==== Materials provided

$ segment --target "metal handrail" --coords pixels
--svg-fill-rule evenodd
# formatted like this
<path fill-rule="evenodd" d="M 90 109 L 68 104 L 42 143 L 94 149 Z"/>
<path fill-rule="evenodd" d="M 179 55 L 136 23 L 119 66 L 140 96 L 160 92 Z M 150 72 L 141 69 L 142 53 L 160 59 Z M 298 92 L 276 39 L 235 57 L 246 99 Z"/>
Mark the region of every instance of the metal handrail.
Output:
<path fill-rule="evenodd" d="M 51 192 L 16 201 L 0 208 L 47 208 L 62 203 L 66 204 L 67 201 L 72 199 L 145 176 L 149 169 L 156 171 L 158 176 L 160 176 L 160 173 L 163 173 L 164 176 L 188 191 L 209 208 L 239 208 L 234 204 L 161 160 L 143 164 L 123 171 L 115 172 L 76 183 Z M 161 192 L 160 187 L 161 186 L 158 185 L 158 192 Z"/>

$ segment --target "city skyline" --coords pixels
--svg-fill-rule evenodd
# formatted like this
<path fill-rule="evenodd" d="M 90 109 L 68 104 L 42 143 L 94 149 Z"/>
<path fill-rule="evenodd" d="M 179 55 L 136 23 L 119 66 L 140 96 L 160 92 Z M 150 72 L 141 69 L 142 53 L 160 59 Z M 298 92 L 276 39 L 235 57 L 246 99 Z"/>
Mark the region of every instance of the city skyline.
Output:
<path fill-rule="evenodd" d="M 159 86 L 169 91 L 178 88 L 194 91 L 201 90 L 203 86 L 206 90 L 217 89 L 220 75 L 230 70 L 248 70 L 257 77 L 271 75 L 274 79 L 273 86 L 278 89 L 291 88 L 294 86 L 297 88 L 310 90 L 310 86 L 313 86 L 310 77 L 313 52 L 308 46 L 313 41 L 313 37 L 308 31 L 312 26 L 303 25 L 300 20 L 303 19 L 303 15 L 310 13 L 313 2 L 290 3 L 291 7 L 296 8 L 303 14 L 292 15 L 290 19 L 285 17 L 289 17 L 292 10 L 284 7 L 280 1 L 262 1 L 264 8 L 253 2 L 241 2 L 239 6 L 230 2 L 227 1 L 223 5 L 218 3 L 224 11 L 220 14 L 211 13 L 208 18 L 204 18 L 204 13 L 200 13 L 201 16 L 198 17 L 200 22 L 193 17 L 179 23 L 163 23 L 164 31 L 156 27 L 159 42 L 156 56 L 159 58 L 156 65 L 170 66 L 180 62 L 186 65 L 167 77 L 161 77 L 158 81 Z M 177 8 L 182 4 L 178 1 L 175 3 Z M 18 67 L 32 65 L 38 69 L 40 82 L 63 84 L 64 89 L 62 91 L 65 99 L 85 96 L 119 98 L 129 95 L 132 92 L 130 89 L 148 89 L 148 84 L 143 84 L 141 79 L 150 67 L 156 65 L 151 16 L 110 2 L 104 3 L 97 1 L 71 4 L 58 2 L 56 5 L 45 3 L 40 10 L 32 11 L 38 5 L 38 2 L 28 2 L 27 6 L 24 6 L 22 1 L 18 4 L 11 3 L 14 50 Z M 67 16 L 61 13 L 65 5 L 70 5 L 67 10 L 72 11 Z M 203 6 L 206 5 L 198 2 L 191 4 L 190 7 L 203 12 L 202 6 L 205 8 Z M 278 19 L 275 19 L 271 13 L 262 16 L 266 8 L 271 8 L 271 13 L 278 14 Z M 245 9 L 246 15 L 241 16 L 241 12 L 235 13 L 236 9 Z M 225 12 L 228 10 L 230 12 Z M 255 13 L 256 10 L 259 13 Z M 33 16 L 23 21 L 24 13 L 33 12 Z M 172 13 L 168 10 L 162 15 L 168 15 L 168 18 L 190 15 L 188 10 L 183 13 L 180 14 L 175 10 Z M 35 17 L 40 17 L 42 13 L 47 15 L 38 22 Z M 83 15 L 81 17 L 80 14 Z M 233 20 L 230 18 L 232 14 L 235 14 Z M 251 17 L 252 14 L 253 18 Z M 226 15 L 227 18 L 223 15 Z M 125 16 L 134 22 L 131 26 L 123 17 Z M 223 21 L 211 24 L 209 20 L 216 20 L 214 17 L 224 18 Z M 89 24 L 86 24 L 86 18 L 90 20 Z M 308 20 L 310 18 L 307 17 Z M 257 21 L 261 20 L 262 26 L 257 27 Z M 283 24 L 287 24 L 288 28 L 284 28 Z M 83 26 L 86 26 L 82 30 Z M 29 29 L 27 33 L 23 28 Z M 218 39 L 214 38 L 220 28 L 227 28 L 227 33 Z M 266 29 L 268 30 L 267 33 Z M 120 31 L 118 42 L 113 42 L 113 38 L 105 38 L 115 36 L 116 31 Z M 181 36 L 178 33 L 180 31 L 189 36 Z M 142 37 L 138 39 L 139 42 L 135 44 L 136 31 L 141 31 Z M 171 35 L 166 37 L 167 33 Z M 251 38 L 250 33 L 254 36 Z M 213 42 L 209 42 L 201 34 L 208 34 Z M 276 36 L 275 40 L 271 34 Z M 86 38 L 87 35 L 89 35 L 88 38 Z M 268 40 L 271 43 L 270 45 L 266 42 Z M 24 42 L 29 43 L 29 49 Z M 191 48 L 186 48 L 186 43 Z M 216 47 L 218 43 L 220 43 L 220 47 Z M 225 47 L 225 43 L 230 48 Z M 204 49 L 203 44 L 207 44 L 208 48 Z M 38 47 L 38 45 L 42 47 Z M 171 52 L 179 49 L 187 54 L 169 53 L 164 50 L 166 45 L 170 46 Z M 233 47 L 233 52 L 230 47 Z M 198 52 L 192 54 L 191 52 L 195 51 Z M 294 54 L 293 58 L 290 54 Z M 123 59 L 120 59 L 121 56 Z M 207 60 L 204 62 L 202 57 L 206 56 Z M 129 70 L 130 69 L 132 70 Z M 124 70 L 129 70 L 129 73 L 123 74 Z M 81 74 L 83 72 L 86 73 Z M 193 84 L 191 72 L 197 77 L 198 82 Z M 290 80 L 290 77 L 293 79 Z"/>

========

— What the task asks —
Can you print again, character for character, the lines from the start of the entries through the line containing "51 192 L 16"?

— Task result —
$ segment --target "metal handrail" --coords pixels
--svg-fill-rule evenodd
# formatted like this
<path fill-rule="evenodd" d="M 90 109 L 68 104 L 42 143 L 94 149 Z"/>
<path fill-rule="evenodd" d="M 179 55 L 136 23 L 119 66 L 140 96 L 160 92 Z M 150 72 L 141 69 L 142 53 L 160 59 Z M 298 92 L 276 39 L 235 57 L 246 99 Z"/>
Mark the region of every instance of the metal handrail.
Output:
<path fill-rule="evenodd" d="M 51 192 L 16 201 L 0 208 L 47 208 L 62 203 L 66 204 L 67 201 L 72 199 L 145 176 L 149 169 L 156 171 L 158 176 L 160 176 L 160 173 L 163 173 L 164 176 L 188 191 L 209 208 L 239 208 L 234 204 L 161 160 L 143 164 L 123 171 L 115 172 L 76 183 Z M 161 192 L 160 187 L 161 186 L 158 185 L 158 192 Z"/>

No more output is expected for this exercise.